> Work required: Begin with the line holding "Would you kindly indicate the rice", then print every line after it through the end of the data, exactly and with nothing added.

------------

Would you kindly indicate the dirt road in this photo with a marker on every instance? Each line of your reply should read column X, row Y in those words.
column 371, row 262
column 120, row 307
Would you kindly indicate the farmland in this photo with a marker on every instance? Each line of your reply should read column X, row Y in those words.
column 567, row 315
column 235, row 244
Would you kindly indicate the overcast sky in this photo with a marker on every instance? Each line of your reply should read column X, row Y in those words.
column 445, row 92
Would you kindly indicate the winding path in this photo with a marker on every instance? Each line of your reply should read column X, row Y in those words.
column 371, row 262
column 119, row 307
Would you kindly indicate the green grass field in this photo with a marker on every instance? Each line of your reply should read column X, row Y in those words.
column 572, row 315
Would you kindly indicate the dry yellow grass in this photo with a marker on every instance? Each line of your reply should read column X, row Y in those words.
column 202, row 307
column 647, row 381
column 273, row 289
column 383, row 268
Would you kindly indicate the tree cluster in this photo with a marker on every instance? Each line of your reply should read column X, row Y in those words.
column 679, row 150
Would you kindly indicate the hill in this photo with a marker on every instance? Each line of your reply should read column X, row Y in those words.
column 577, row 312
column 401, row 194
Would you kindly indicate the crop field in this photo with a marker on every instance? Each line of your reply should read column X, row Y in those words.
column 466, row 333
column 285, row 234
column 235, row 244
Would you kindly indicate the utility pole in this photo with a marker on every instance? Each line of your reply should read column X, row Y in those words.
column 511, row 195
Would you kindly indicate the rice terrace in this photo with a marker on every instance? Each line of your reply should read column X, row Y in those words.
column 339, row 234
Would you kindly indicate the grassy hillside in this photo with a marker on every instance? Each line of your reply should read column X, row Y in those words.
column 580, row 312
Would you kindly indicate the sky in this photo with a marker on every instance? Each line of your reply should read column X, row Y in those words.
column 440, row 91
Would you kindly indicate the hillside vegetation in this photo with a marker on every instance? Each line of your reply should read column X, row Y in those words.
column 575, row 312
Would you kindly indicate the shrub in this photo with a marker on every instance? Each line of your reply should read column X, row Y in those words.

------------

> Output below:
Would you kindly indicate the rice terrace in this photo with a marker on every instance? Each line of your reply should read column X, row Y in those words.
column 339, row 234
Would you kindly indicate the grassy hillside in this photo with a marker on every instance? Each line of your reply should read column X, row Y in those words.
column 580, row 312
Would you kindly indicate the sky in this photo with a marker on every instance? Each line of your reply should read column X, row Y in those words.
column 440, row 91
Would you kindly indicate the hillside vegetation in this photo with a marker on every instance? Each line of your reply should read column X, row Y in those words.
column 575, row 312
Would you kindly indicate the shrub in this photo with a marker on every instance? Each line of your reply should read column X, row Y in those words.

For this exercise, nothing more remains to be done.